• [DIRECTIONS]
Put every line of the records below into a numbered list, leaving out any blank lines.

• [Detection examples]
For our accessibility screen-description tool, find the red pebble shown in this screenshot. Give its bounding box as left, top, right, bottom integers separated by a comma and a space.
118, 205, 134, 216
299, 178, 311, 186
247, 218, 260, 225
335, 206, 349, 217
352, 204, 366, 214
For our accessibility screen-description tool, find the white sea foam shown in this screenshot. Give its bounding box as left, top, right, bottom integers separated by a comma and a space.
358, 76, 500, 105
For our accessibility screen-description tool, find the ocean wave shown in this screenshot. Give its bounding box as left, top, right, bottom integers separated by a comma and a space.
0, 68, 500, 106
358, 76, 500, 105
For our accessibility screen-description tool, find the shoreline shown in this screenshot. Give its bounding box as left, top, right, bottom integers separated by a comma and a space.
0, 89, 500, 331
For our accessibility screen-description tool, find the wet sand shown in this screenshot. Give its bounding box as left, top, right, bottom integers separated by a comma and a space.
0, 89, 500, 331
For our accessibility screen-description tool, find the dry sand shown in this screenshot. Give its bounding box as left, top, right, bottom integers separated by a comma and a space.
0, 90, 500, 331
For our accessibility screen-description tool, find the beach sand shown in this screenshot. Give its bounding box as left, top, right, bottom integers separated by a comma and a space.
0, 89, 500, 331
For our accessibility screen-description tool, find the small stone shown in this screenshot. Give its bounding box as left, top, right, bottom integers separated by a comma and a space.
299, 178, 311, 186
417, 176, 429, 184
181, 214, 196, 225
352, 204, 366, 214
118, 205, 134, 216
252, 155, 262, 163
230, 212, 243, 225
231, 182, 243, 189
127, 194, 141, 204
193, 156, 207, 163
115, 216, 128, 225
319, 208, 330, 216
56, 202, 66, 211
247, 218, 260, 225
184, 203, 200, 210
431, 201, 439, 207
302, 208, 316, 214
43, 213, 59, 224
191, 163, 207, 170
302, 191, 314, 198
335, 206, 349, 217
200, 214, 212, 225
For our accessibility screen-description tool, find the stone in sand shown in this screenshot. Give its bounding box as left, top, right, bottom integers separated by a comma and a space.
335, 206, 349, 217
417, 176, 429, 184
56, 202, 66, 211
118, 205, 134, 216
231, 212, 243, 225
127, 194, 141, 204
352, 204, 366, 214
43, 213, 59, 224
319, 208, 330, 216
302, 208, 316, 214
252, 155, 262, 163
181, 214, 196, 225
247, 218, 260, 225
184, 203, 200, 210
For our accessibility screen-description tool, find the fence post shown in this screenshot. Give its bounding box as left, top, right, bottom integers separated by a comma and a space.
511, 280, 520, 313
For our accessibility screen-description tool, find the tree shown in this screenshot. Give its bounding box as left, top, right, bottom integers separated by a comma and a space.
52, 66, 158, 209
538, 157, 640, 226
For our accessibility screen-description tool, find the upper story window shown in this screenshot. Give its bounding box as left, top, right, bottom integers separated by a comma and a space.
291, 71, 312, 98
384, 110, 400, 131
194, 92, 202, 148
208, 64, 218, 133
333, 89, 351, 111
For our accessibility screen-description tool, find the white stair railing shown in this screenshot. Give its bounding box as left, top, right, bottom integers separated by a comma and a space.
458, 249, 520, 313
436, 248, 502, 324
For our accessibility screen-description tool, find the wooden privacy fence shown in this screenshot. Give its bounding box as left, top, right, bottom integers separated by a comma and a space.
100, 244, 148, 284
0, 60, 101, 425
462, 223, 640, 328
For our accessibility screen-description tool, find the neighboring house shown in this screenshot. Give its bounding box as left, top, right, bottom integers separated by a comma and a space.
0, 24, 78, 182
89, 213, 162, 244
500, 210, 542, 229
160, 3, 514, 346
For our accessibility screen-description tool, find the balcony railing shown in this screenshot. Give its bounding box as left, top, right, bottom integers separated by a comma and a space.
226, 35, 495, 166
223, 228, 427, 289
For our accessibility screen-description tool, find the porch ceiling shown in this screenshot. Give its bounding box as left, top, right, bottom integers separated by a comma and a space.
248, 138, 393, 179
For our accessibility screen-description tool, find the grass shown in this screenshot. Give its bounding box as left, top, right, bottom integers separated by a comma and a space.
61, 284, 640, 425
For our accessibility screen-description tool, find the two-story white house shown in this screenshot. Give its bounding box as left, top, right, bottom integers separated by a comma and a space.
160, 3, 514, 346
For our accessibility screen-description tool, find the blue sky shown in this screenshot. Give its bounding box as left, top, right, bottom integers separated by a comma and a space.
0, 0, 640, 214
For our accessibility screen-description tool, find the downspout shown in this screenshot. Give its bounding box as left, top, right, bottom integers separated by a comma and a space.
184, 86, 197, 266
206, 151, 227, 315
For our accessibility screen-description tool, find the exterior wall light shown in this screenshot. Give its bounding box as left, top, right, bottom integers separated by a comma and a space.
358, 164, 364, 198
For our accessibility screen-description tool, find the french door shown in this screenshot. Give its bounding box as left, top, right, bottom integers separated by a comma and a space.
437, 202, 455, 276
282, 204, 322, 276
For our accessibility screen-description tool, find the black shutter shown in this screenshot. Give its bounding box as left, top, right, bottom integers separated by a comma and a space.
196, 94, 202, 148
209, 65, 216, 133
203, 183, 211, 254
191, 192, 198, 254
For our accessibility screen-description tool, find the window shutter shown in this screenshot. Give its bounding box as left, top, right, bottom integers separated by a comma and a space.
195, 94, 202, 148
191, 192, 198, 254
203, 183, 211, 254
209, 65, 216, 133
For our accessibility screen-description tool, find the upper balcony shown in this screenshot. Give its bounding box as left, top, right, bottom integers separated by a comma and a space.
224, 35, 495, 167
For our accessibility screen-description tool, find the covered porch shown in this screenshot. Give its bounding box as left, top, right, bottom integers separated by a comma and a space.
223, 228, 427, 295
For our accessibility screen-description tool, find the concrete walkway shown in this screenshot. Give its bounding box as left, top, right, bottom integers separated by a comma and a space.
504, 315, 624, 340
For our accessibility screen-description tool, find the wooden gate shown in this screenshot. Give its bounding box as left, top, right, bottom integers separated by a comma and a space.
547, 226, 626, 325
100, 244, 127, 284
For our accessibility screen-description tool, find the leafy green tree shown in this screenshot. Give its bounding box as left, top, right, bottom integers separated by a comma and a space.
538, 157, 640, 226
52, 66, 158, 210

• [OUTPUT FOR THIS TASK]
1. For our accessibility screen-description tool, find the red pebble shown in this screenshot. Give its bounding box as left, top, right, bottom integers separated by a comma and a space.
2. 118, 205, 134, 216
3. 299, 178, 311, 186
4. 247, 218, 260, 225
5. 335, 206, 349, 217
6. 352, 204, 366, 214
7. For our accessibility screen-description tool, find the white sea foam shown in this screenshot. Give its bounding box as left, top, right, bottom integers separated by a comma and a space.
8. 358, 76, 500, 105
9. For our accessibility screen-description tool, find the ocean wave shown in this screenshot. Give its bounding box as left, top, right, bottom integers separated by a comma and a space.
10. 0, 68, 500, 106
11. 358, 76, 500, 105
12. For our accessibility screen-description tool, find the shoreline shown in this screenshot. Give its bounding box as left, top, right, bottom integers separated by a comma and a space.
13. 0, 89, 500, 331
14. For our accessibility screen-description tool, find the wet sand shown in this screenshot. Give its bounding box as left, top, right, bottom integers separated by a comma and a space.
15. 0, 89, 500, 331
16. For our accessibility screen-description tool, find the dry sand shown in this screenshot. Give its bounding box as left, top, right, bottom integers separated by a comma and a space.
17. 0, 90, 500, 331
18. For our accessibility screen-description tool, find the beach sand shown in this screenshot. Give its bounding box as left, top, right, bottom integers separated by a comma and a space.
19. 0, 89, 500, 331
20. For our accessibility screen-description tool, find the small stone shown in this screenshot. Give its bounding box as left, top, right, bottom integers separated by a comma and a space.
21. 299, 178, 311, 186
22. 417, 176, 429, 184
23. 181, 214, 196, 225
24. 352, 204, 366, 214
25. 118, 205, 134, 216
26. 252, 155, 262, 163
27. 230, 212, 243, 225
28. 231, 182, 243, 189
29. 127, 194, 141, 204
30. 193, 156, 207, 163
31. 115, 216, 128, 225
32. 319, 208, 330, 216
33. 56, 202, 66, 211
34. 247, 218, 260, 225
35. 184, 203, 200, 210
36. 431, 201, 439, 207
37. 302, 208, 316, 214
38. 43, 213, 59, 224
39. 191, 163, 207, 170
40. 302, 191, 314, 198
41. 335, 206, 349, 217
42. 200, 214, 212, 225
43. For our accessibility screen-description tool, find the stone in sand shown in this screenshot. Give its bounding box as left, top, right, bottom integers separated by a comma and a space.
44. 335, 206, 349, 217
45. 417, 176, 429, 184
46. 56, 202, 66, 211
47. 118, 205, 134, 216
48. 231, 212, 243, 225
49. 127, 194, 141, 204
50. 352, 204, 366, 214
51. 43, 213, 59, 224
52. 319, 208, 330, 216
53. 302, 208, 316, 214
54. 252, 155, 262, 163
55. 181, 214, 196, 225
56. 247, 218, 260, 225
57. 184, 203, 200, 210
58. For our accessibility screen-description tool, find the fence post shown in this screenshot. Give its bounding box as left, top, right, bottom integers separated by a comma and a space.
59. 511, 280, 520, 313
60. For our accessibility screen-description tool, find the tree shown in this screenshot. Give its bounding box as left, top, right, bottom integers separated by a comma and a space.
61. 52, 66, 158, 209
62. 538, 157, 640, 226
63. For our accessibility screen-description tool, find the upper story window shown in this screenshot. Give its bounding box as left, top, right, bottom integers separated by a comma and a space.
64. 291, 71, 312, 98
65. 384, 110, 400, 131
66. 194, 92, 202, 148
67. 208, 64, 218, 133
68. 333, 89, 351, 111
69. For our accessibility screen-description tool, find the white stair railing shown in this screenshot. Give its bounding box as left, top, right, bottom integers separated by a comma and a space.
70. 458, 249, 520, 313
71. 436, 248, 502, 324
72. For our accessibility screen-description tool, find the wooden privacy fence shown in this screenshot. Give its bounding box as left, top, right, bottom integers separated by a comma and a space.
73. 100, 244, 148, 284
74. 0, 60, 101, 425
75. 462, 223, 640, 328
76. For our accessibility screen-description tool, find the neighboring house shown in this screenshot. Give its bounding box as left, top, right, bottom integers separated by a comma and a space.
77. 0, 24, 78, 182
78. 89, 213, 162, 244
79. 500, 210, 542, 229
80. 160, 3, 514, 346
81. For our accessibility screen-description tool, find the balcony railing shown in this screenshot. Give its bounding box as left, top, right, bottom integers separated by a comma and a space.
82. 226, 35, 495, 166
83. 223, 228, 427, 289
84. For our accessibility screen-description tool, find the porch ceiling shown in this screenshot. Give its bounding box as left, top, right, bottom integers separated by a comma and a space.
85. 248, 138, 393, 179
86. For our accessibility screen-description tool, find the grass shown in this screenshot. Give its bounding box as left, top, right, bottom integers separated by a comma and a space.
87. 61, 284, 640, 425
88. For our accessibility screen-description tool, find the two-story white house shown in this screenshot. Give its bounding box as left, top, right, bottom integers separated by a comma and a space.
89. 160, 3, 514, 346
90. For our accessibility screen-description tool, find the blue sky shown in this screenshot. Give its bounding box as left, top, right, bottom integers separated by a comma and a space.
91. 0, 0, 640, 214
92. For our accessibility screen-description tool, find the downspout shown in this screenshot. Give its bounding box as left, top, right, bottom integers separated by a comma and a space.
93. 184, 86, 197, 266
94. 206, 151, 227, 315
95. For our accessibility screen-description tool, find the exterior wall light shown in this screenshot. Give its bounding box as left, top, right, bottom integers separated by a comma and a space.
96. 358, 164, 364, 198
97. For our accessibility screen-description tool, find the french door shown in this screenshot. Give its bounding box as left, top, right, bottom integers separated by a comma and a space.
98. 437, 202, 455, 276
99. 282, 204, 322, 276
100. For our accessibility screen-description tool, find the black shutter shown in this screenshot. Give its bounding box as left, top, right, bottom integers separated by a comma and a space.
101. 196, 94, 202, 148
102. 209, 65, 216, 133
103. 203, 183, 211, 254
104. 191, 192, 198, 254
105. For our accessibility screen-description tool, find the window shutter shown in this screenshot. Give its bounding box as left, top, right, bottom integers separated by a comma and a space.
106. 195, 94, 202, 148
107. 191, 192, 198, 254
108. 203, 183, 211, 254
109. 209, 65, 216, 133
110. For our accessibility screen-description tool, find the upper balcony shown in this screenshot. Give its bounding box as left, top, right, bottom integers separated by a comma and a space.
111. 224, 35, 495, 167
112. For our accessibility screen-description tool, find the covered porch shown in this screenshot. Give its bounding box as left, top, right, bottom integers separated by a comma and a space.
113. 223, 228, 427, 295
114. For our accessibility screen-description tool, find the concrete walkway shown in this screenshot. Give its bounding box as left, top, right, bottom integers separated by a comma and a space.
115. 504, 315, 624, 340
116. For our accessibility screen-description tool, find the wooden gate shown in this screenshot. Give its bounding box as left, top, right, bottom integers separated by a comma and a space.
117. 547, 226, 626, 325
118. 100, 244, 127, 284
119. For our accessibility screen-description tool, find the leafy green tree shown in this screenshot. Give its bounding box as left, top, right, bottom integers separated by a comma and a space.
120. 538, 157, 640, 226
121. 52, 66, 158, 210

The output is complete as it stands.